**WHAT IS BEING ASKED**
For this exercise, report every line of the material that includes "woman".

**DATA FOR PROCESSING**

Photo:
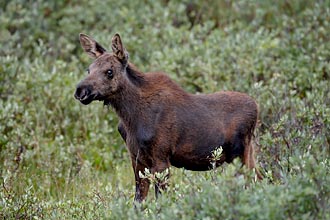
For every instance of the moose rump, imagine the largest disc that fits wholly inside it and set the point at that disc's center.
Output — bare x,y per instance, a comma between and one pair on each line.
161,124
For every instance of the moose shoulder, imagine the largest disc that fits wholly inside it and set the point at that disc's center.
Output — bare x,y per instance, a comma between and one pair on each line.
163,125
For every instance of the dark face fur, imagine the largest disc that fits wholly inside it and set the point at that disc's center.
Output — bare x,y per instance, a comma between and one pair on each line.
105,73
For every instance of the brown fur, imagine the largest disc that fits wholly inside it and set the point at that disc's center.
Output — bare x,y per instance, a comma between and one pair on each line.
161,124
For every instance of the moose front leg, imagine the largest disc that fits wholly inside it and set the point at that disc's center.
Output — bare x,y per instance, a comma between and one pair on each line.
161,180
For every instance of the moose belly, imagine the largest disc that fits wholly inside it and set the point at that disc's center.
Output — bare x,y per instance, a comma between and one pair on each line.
197,157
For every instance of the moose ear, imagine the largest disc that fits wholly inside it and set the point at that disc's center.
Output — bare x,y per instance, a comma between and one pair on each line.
118,48
90,46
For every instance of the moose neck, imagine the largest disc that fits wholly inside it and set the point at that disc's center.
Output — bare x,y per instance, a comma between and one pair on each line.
127,103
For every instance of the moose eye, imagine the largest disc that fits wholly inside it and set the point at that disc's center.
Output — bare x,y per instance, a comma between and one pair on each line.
110,73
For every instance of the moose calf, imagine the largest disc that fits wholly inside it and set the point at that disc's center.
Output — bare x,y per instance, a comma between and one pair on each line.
163,125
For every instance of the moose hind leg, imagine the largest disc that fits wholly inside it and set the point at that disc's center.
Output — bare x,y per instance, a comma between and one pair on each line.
161,184
122,131
249,160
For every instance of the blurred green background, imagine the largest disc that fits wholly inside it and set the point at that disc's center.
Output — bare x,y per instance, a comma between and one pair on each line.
62,160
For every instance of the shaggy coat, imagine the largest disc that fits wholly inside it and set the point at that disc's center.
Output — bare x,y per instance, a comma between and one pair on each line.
161,124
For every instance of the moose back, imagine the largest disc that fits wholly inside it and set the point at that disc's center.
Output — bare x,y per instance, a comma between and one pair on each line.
161,124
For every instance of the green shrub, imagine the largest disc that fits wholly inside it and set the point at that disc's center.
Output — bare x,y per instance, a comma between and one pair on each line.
61,160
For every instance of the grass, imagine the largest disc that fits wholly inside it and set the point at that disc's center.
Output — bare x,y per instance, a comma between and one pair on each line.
62,160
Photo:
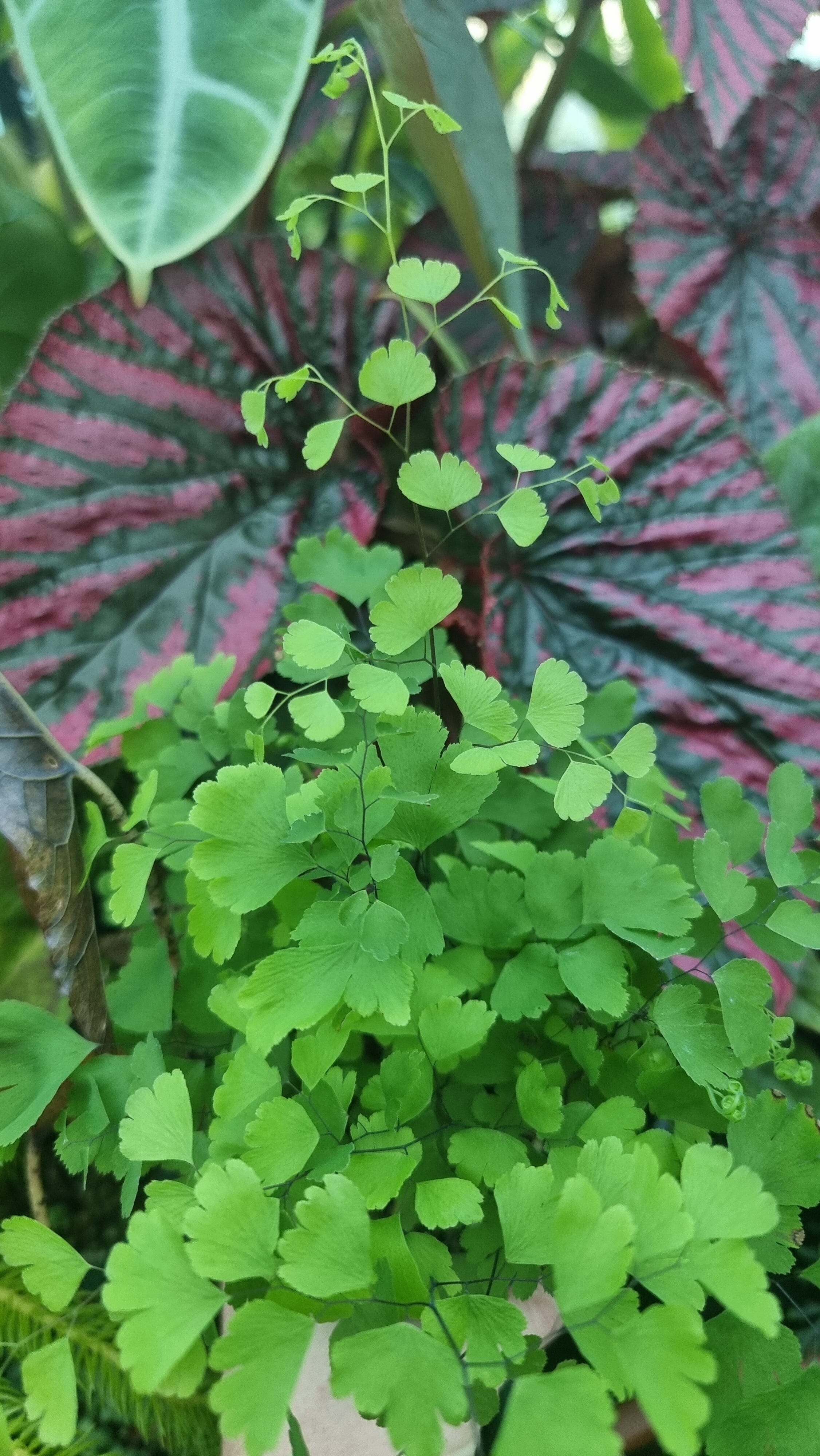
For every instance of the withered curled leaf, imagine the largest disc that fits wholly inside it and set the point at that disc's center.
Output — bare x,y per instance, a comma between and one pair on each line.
39,819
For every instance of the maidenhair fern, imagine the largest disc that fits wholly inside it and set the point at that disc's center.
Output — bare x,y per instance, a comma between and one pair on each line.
184,1428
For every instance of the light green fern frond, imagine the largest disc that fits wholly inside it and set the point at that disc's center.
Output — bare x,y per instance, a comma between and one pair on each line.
23,1432
181,1428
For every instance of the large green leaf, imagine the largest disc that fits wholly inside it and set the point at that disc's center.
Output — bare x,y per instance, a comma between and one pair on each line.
165,117
429,55
40,273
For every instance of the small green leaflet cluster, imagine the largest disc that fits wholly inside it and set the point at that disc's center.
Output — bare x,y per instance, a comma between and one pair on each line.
400,375
416,1045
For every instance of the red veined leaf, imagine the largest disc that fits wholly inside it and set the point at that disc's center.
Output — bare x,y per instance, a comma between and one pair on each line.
726,256
693,586
729,47
141,519
560,228
610,171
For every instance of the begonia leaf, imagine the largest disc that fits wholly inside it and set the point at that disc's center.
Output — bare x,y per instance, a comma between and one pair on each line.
148,472
621,595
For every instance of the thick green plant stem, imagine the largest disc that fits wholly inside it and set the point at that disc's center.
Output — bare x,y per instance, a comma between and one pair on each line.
543,116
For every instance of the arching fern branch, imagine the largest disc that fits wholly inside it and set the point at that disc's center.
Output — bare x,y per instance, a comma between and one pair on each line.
184,1428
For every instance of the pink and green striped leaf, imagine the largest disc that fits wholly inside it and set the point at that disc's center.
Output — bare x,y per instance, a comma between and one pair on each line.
693,587
141,521
729,47
726,253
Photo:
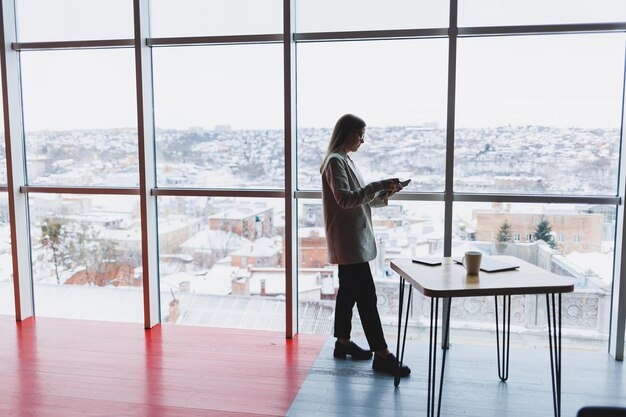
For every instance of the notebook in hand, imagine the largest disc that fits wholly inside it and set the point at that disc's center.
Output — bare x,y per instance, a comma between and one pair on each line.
490,264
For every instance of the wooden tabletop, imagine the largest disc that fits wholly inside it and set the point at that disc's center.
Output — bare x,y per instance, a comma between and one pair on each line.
451,280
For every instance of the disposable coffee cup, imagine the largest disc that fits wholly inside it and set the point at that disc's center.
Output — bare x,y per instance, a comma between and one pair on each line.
471,262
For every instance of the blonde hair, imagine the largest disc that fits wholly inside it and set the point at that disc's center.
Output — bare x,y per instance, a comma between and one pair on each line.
344,126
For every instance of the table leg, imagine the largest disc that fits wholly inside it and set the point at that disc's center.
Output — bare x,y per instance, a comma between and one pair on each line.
432,356
399,352
554,335
445,343
503,357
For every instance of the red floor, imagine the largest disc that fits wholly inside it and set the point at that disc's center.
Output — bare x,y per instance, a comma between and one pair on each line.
66,368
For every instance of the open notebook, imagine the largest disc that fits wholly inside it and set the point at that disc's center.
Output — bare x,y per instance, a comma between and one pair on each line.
489,264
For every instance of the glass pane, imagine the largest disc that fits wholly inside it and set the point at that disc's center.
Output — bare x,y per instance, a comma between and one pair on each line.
576,241
80,117
221,262
213,17
403,230
219,116
63,20
539,114
346,15
7,300
535,12
3,158
397,87
86,257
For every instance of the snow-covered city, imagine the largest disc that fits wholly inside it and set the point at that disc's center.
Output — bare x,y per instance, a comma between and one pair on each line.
222,259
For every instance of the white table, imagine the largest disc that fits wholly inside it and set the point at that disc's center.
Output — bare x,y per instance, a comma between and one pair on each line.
449,280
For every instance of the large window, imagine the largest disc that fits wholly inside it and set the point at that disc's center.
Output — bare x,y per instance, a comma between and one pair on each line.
218,112
536,12
398,87
70,20
348,15
539,114
213,17
86,257
7,300
502,122
80,117
221,262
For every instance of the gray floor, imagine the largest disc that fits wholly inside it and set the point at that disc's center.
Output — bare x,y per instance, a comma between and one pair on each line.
471,387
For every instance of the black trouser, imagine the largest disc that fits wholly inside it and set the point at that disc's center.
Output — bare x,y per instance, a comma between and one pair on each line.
356,285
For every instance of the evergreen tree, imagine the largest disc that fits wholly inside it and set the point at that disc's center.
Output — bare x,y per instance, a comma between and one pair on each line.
52,237
504,233
544,232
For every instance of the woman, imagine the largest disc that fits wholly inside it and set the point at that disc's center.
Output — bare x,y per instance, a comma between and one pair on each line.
351,243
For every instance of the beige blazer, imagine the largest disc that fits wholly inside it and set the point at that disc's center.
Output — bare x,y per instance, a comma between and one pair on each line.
347,215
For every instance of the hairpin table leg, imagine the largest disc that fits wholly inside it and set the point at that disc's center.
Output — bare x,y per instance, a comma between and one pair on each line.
503,357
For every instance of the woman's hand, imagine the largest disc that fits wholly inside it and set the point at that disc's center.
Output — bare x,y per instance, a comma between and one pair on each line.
391,185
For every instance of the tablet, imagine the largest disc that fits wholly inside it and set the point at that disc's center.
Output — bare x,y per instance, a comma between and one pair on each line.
427,261
489,264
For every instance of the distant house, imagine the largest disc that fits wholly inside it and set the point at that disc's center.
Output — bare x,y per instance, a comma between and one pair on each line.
116,274
248,222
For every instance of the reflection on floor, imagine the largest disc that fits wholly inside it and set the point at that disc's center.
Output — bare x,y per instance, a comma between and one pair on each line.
471,389
77,368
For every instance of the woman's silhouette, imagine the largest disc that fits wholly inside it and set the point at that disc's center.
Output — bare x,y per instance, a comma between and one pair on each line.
351,243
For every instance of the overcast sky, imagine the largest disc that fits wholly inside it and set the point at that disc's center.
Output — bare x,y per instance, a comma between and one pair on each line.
552,80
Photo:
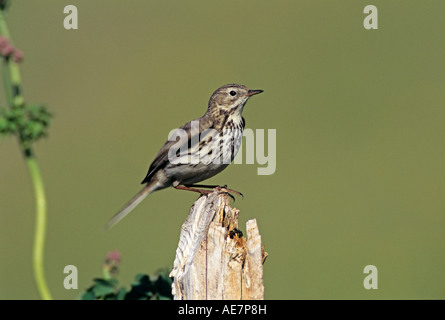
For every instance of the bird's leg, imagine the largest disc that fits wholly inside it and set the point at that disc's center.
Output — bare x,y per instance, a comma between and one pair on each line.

**TASK OUTPUT**
For every instance of the woman, imagine the largest disc that fits wholly inside it and set the point at that disc's center.
For every instance of the woman's hand, imagine the largest disc that fits wholly inside it and set the point at that disc's center.
For every instance of the woman's silhouette, imagine the largest disc that fits wholly inside it and set the point at that disc's center.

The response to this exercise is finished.